■ BRIEF A:
In the rows, replace "shelf-audit log" with "survey log" in the part that opens with the line containing "the blue sky" and closes with the line containing "point(586, 221)", leaving everything else unchanged. Return only those lines.

■ EXCERPT PROVIDED:
###

Which means while I get one of my concrete re-wire cages and slip it down over the whole works.

The way I make my cages, there is a 6-inch wire spike at the end of each vertical run which acts like a ground stake. I push that all down into the earth as far as I can. In Wisconsin, that was enough. Out here in the Hurricane Wind Tunnel Zone, I have a horizontal wooden rail (tree sapling) tied to a couple of steel fence posts for extra support. Once the cage is staked and tied to the rail, it is pretty 'untippable.'




So after everything is in place and secured, the rest is easy-peasy. I just pull the bucket, ahem, Mater-Rizer, up out of the cage.  As the bucket rises, 



Hey Presto! This leaves the plant behind with no broken shoots or torn up leaves. I've used this setup for years.



In no time flat, my 24 tomato plants were all safely supported inside their cages, sans damage. Now, my little plant friends, GROW and BEAR FRUIT!



A few weeks later, and they appear to have heard the message! Yep! These are the same ones in the top pictures. Tomatoes - UNLIKE ME - love it hot and humid.



Same place, different angle. The drip barrels don't hurt either. I put a little extra Miracle Grow in them from time to time as well.

And that's how we do it out here at Oakdale Farm.

I can only imagine what the people in England are feeling like with temps predicted in the 100F range for London tomorrow; unheard of. At least I have AC to go into.

Cheers!


Friday, July 1, 2022

Summer on the Farm: The Farm Report

The Farm Report 
07-01-2022


Summer on the Farm


I'm trying to stay semi-caught up. It has been busy out here! This is the view to the Southwest from the Oakdale Farm Front Porch.

###

[Entries from a pointing dataset]

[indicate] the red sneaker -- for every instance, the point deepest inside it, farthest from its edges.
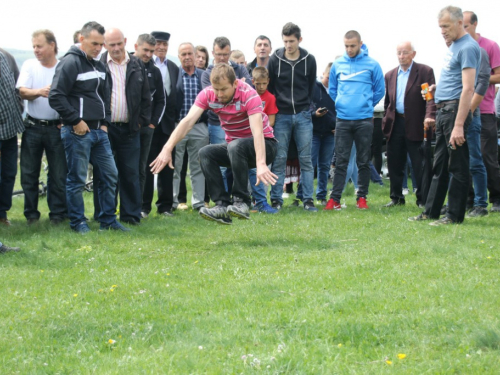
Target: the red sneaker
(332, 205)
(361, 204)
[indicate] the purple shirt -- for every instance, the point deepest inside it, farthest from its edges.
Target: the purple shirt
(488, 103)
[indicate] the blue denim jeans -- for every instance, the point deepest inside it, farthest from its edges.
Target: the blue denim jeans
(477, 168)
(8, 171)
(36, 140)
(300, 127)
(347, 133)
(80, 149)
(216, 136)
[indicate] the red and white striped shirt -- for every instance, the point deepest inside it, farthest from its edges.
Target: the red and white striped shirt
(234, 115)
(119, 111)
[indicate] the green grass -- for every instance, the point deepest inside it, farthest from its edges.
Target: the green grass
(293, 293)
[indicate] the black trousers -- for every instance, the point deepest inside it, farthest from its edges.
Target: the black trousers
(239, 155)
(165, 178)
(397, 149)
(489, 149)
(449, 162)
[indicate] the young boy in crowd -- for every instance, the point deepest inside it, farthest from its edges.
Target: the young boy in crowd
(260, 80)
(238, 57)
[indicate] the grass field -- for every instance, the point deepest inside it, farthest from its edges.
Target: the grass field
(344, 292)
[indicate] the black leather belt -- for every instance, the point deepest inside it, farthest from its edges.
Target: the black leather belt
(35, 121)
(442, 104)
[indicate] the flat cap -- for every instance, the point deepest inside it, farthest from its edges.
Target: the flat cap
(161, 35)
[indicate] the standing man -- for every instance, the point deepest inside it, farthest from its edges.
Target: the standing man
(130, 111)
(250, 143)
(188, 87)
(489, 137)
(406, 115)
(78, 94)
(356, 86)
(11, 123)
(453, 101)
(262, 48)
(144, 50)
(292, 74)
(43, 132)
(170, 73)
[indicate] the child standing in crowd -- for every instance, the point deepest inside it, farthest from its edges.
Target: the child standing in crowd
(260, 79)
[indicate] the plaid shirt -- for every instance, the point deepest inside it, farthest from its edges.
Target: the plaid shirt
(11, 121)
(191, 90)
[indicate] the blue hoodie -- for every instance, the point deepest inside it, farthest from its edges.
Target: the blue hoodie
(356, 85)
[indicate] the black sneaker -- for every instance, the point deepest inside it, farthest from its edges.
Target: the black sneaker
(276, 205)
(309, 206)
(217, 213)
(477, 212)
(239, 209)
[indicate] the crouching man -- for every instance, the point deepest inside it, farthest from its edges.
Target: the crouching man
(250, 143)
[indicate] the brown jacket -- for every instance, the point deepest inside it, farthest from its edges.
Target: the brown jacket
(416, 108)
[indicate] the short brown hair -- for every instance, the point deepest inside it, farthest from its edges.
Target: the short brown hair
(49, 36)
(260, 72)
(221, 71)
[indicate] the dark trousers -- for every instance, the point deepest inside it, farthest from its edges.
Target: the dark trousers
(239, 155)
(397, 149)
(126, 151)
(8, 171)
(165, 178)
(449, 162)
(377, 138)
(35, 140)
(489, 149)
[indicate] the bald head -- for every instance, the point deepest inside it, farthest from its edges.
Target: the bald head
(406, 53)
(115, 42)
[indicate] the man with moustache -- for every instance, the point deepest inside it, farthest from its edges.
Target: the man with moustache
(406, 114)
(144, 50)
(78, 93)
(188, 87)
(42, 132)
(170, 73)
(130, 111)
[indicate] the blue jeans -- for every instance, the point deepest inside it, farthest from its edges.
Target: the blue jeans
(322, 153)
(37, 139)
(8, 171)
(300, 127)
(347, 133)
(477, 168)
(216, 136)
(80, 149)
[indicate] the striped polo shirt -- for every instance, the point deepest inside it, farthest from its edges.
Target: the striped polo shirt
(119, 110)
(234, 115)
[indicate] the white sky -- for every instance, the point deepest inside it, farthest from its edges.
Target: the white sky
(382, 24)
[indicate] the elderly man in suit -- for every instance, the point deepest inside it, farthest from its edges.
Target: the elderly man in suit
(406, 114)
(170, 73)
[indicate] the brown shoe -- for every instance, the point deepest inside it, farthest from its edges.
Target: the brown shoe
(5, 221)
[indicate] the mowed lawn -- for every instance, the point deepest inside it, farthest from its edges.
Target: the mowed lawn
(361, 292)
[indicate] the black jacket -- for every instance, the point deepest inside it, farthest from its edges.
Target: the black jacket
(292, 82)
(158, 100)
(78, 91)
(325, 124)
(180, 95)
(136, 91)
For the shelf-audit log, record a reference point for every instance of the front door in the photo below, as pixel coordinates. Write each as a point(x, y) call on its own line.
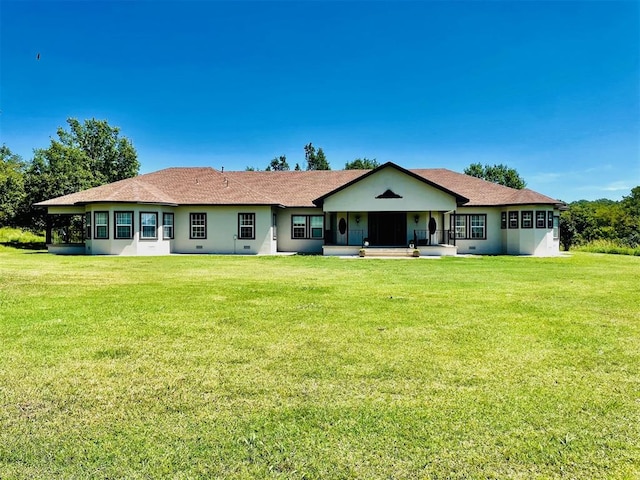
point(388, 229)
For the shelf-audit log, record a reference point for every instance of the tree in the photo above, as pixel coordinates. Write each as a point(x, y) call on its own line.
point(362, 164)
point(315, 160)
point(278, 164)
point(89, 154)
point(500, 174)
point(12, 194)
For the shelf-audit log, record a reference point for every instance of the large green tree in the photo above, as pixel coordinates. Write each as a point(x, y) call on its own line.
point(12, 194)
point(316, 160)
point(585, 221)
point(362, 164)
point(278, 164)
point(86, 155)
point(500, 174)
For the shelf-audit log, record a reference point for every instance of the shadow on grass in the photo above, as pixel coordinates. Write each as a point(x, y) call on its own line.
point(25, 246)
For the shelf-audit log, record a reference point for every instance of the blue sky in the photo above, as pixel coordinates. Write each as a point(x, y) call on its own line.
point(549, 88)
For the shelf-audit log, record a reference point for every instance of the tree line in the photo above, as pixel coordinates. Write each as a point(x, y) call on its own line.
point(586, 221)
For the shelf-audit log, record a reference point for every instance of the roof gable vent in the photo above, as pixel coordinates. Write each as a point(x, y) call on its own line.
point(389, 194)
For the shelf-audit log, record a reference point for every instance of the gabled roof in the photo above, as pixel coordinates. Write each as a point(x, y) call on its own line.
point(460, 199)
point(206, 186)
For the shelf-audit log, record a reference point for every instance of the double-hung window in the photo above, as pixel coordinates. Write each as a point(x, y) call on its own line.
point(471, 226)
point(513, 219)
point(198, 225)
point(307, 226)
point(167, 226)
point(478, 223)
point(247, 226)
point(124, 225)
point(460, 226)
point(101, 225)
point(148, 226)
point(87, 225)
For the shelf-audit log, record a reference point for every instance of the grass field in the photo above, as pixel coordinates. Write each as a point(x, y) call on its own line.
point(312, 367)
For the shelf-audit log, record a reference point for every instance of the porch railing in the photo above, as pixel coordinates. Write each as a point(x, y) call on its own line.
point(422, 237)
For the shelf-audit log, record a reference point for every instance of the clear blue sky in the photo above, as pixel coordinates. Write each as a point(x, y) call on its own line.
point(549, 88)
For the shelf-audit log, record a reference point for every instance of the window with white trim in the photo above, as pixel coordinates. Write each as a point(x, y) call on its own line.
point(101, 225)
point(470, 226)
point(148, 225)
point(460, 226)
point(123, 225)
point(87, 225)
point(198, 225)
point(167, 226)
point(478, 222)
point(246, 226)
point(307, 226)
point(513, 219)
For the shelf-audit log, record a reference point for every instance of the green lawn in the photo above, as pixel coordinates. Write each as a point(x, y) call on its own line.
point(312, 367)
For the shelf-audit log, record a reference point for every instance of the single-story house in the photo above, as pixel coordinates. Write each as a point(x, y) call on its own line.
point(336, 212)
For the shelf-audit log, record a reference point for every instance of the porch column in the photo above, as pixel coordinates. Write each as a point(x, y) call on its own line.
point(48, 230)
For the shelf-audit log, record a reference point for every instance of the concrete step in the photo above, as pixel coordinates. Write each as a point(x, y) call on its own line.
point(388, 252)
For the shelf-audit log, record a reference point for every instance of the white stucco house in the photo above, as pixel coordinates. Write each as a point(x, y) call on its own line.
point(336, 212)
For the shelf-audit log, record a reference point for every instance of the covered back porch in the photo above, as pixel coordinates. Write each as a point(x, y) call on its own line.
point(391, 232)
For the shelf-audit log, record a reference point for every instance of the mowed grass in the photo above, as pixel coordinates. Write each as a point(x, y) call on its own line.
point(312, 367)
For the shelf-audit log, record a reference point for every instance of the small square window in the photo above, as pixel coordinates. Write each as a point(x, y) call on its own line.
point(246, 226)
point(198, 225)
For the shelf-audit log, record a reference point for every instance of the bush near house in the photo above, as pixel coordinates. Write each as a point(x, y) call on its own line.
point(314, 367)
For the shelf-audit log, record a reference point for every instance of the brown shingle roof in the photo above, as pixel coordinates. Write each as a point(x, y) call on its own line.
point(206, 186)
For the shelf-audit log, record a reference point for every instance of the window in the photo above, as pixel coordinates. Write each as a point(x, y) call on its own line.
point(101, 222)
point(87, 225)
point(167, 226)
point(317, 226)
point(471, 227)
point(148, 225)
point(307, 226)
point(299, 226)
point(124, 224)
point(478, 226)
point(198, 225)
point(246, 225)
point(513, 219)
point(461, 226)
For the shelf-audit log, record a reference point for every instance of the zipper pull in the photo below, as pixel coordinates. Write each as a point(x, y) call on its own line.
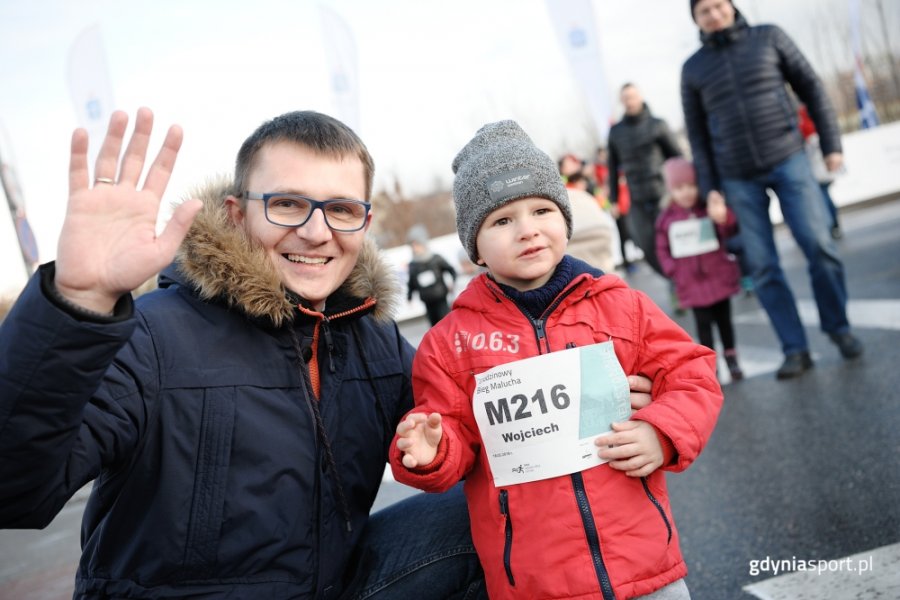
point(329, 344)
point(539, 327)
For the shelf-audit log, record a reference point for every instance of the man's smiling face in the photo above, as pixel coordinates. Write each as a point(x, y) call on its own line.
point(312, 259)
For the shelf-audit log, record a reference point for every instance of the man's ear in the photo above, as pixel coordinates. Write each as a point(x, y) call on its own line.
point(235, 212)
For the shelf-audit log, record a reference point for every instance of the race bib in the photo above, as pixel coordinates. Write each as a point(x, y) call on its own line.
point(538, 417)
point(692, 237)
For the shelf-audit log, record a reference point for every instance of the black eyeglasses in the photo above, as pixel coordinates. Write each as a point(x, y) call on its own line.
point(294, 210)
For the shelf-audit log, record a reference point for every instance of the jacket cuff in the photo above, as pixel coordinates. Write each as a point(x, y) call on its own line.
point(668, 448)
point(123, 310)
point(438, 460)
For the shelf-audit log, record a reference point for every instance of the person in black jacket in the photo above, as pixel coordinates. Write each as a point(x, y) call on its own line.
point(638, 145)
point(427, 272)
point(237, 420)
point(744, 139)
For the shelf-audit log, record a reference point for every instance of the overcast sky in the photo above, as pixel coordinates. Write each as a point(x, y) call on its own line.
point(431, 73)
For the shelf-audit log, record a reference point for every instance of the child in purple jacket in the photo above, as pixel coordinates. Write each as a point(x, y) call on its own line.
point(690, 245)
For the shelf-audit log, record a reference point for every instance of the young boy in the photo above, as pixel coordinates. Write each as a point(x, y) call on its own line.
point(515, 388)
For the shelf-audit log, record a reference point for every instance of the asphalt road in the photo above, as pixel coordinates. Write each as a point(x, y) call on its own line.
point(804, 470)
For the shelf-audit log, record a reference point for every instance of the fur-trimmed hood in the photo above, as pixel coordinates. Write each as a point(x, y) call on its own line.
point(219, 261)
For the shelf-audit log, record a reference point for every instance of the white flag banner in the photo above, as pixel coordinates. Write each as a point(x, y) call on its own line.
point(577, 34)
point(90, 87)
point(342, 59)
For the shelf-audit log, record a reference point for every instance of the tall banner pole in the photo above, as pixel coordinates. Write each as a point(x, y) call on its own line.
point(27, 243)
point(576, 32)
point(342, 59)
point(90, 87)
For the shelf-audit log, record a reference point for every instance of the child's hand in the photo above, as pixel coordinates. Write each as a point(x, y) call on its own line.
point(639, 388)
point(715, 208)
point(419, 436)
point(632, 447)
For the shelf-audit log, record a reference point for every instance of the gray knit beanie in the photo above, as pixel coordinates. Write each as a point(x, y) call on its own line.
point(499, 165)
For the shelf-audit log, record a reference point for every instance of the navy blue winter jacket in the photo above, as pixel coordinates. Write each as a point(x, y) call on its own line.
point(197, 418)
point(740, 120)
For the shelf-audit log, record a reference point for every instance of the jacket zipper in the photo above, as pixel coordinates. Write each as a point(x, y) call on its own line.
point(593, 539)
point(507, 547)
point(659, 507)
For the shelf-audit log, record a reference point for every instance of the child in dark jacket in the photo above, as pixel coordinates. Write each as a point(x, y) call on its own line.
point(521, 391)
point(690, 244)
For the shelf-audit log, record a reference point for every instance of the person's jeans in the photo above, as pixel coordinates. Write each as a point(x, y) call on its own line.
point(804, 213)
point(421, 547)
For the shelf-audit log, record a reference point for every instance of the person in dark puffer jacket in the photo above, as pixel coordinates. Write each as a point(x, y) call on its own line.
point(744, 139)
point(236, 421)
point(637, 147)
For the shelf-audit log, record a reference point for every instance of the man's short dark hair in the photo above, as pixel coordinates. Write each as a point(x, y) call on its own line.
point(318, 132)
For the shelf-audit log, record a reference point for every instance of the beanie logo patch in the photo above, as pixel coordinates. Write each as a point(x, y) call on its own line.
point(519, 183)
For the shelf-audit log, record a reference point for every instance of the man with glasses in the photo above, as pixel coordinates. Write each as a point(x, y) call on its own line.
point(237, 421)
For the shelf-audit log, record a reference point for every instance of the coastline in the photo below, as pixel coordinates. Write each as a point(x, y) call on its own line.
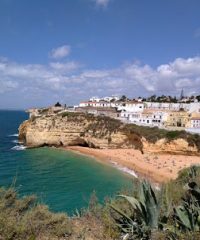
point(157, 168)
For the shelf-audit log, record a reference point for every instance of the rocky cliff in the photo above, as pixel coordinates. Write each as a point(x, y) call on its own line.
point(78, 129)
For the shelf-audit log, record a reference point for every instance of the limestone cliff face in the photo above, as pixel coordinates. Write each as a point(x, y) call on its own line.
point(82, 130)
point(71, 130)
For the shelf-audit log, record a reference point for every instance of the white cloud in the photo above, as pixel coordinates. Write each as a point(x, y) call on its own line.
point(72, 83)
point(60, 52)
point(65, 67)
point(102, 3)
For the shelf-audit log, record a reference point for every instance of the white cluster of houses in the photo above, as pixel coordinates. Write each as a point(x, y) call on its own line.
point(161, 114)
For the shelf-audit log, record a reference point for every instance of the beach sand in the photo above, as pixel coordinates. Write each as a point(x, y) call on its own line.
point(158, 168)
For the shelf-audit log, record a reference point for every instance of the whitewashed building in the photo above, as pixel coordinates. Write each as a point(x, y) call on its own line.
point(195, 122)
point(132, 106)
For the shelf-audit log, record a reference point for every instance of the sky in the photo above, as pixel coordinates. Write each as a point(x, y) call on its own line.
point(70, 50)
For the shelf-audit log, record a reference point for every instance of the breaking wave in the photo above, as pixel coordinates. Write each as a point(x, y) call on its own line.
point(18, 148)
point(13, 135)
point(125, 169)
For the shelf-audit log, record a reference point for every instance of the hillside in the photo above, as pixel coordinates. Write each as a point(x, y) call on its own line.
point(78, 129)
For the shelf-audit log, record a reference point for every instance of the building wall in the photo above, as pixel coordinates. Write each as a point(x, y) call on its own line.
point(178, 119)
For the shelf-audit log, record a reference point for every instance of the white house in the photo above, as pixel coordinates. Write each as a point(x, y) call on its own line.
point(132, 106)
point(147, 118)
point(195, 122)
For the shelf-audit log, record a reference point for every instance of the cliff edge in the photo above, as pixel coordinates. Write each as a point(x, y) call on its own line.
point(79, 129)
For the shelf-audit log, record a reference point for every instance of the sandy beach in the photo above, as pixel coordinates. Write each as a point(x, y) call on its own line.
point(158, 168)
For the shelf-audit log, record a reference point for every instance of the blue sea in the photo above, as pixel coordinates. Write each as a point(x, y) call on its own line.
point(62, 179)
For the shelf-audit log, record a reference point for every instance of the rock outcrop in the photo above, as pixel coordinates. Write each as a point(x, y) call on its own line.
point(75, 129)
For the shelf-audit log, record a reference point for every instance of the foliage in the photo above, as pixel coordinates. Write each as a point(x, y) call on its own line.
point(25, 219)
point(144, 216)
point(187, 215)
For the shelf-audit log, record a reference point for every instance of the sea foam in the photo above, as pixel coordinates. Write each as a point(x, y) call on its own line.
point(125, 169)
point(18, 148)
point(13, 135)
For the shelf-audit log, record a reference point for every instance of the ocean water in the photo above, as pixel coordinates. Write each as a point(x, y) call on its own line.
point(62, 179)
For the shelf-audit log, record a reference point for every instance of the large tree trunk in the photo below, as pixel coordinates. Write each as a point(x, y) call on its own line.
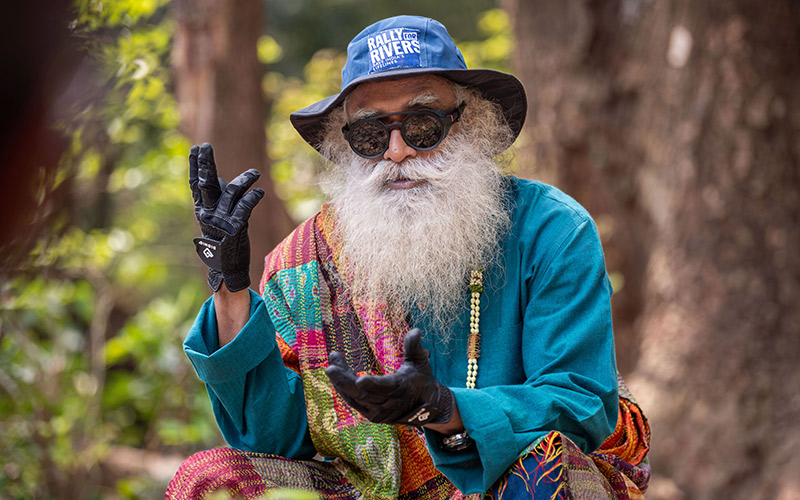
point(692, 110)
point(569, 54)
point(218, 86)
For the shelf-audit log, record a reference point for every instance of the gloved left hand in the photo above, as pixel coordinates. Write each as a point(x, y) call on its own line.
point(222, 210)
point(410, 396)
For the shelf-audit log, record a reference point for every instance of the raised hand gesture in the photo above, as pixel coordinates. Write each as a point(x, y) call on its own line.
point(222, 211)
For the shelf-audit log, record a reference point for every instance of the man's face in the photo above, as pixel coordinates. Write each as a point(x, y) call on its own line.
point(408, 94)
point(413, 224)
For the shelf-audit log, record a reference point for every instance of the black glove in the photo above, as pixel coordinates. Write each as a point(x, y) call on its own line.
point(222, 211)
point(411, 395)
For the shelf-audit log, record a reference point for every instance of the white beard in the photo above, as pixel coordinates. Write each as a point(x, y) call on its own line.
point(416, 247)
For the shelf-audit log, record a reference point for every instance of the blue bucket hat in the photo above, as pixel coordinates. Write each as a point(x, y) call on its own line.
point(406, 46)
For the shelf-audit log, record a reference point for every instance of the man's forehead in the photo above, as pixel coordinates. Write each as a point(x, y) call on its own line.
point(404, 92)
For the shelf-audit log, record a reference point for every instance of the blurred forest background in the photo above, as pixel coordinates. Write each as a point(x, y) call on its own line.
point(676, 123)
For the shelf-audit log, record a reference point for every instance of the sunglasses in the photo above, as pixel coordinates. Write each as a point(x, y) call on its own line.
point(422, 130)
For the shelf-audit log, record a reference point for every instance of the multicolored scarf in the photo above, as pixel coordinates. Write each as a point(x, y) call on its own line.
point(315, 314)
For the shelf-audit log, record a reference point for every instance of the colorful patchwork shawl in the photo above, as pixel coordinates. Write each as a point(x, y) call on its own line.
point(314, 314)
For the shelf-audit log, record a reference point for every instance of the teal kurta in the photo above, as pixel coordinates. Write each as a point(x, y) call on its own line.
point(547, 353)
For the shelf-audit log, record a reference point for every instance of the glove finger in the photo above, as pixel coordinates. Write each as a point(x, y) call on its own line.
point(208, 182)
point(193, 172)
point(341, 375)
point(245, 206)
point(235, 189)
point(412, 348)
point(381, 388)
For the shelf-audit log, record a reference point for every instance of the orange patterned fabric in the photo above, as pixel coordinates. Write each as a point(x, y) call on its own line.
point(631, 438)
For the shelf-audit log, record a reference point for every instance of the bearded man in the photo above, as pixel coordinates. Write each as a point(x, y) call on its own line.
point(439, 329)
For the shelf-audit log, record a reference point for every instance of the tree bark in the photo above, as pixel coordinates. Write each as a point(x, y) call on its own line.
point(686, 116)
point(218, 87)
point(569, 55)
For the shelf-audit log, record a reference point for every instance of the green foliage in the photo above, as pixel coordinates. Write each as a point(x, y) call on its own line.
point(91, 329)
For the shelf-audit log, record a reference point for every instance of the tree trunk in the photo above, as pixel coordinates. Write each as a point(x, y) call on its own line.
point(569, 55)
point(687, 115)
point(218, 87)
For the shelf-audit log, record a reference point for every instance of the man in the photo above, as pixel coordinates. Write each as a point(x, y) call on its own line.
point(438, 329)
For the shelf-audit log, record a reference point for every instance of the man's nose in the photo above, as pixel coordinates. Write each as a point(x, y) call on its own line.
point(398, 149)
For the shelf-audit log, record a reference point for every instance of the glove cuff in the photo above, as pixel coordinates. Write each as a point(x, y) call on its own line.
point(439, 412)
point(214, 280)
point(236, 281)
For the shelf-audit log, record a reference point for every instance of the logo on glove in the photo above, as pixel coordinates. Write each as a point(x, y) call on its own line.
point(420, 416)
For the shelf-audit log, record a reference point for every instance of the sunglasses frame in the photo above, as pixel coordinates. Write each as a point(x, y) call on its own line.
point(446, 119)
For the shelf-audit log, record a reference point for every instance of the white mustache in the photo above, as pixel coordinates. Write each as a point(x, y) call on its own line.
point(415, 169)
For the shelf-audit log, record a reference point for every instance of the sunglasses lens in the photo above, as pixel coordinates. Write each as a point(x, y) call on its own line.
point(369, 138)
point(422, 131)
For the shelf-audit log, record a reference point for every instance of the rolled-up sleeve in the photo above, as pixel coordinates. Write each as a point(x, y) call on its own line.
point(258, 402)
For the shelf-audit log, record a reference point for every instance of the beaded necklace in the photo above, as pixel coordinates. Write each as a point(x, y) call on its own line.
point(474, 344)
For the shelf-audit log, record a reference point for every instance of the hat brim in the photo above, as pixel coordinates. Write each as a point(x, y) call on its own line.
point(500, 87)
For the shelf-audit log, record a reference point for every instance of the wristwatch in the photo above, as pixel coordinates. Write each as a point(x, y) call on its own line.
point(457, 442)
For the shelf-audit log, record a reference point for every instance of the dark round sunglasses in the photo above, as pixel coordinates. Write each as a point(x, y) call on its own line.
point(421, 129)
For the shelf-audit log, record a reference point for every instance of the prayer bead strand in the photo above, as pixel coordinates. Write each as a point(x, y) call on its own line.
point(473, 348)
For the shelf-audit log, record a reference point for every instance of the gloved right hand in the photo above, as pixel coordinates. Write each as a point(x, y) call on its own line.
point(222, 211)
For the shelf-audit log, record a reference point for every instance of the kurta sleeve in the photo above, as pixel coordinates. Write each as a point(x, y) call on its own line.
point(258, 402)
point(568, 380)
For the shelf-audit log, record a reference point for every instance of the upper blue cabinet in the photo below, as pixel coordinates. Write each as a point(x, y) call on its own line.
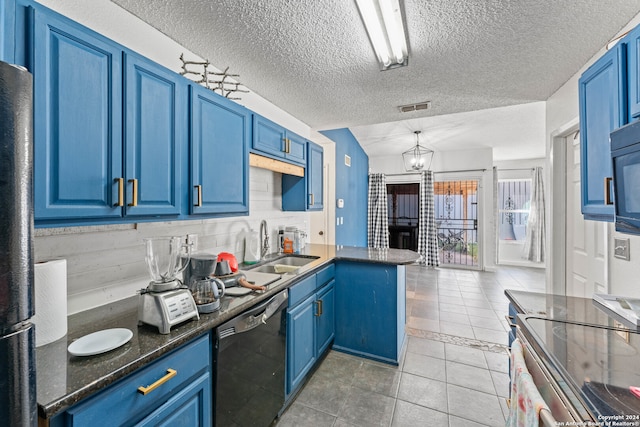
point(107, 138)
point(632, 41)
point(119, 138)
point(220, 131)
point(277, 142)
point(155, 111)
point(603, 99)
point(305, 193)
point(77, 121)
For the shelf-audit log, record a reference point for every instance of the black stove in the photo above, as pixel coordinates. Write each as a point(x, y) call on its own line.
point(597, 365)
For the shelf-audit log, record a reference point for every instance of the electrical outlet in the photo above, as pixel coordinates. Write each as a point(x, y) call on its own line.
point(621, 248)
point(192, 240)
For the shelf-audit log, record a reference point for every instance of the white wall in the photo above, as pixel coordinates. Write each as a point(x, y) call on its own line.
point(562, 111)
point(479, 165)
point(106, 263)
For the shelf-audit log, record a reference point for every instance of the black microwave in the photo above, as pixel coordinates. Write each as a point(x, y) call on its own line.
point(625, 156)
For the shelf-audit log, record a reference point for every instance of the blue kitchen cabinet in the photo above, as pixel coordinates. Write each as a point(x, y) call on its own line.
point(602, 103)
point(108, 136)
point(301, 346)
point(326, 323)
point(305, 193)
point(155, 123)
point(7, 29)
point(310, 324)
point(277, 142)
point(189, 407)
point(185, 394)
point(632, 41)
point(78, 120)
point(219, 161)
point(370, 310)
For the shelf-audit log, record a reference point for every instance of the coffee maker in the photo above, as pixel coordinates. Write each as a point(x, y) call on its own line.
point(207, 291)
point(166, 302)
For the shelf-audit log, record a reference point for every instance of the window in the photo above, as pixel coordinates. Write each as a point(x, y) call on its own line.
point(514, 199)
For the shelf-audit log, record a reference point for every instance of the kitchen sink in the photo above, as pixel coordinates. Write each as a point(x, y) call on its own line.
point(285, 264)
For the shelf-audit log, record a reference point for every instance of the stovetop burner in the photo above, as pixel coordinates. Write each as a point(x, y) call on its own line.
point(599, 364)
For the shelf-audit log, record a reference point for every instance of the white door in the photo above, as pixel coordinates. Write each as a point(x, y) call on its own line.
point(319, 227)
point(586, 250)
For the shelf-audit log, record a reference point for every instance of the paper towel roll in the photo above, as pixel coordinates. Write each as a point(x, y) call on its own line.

###

■ BRIEF B:
Carry on the Oakdale Farm blog post from its last sentence.

■ OUTPUT A:
For the survey log, record a reference point for every instance of the blue sky in the photo above, as pixel coordinates. Write each as a point(x, y) call on its own line.
point(549, 88)
For the survey log, record a reference point for every instance of the tree line in the photo above, as pixel coordinates. Write each as a point(x, y) call on its own line.
point(586, 221)

■ OUTPUT B:
That long white thing out there is a 'horizontal silo' bag. We're big on cover cropping in my corner of the world. The guys across the road cut their cereal rye (often planted by an 'air tractor' airplane in the fall before the corn is picked) just as the grain heads were getting ready to mature. Then they chopped it into silage and blew it into this bag for storage. The cows will like it later on. They were planting soy beans right behind the chopper. Neat!

Now I've got my eye on that plastic. It is a one-way material as I understand it. Could this be a new 'tarp garden covering?'



Happy Birthday, Annie Oakley! She's officially a 3-year old now. It shows; she's so much calmer and easier to live with. They're a great breed, but Oh Boy Oh Boy! do they have high energy and a HUGE need for running off steam outdoors - EVERY day.



I'm still workin' on the storm damage. I'm really missing not having my front porch ceiling fan, too. 



I've taken it all down and it is in the shop for repairs. This is about the 4th time this fan didn't make it all the way through the winter. I'm going to rewire it this time so it is easy to just unplug and lift off the moorings for winter. I'm more stubborn than brilliant, but I'm beginning to get the message....



Oh Sure! Now you'll sprout for me!!!

After trying all winter to sprout sweet potatoes for slips, with limited luck, I bought one from the store to - wait for it - EAT. Laying on my kitchen table in wait, this happened. Of course.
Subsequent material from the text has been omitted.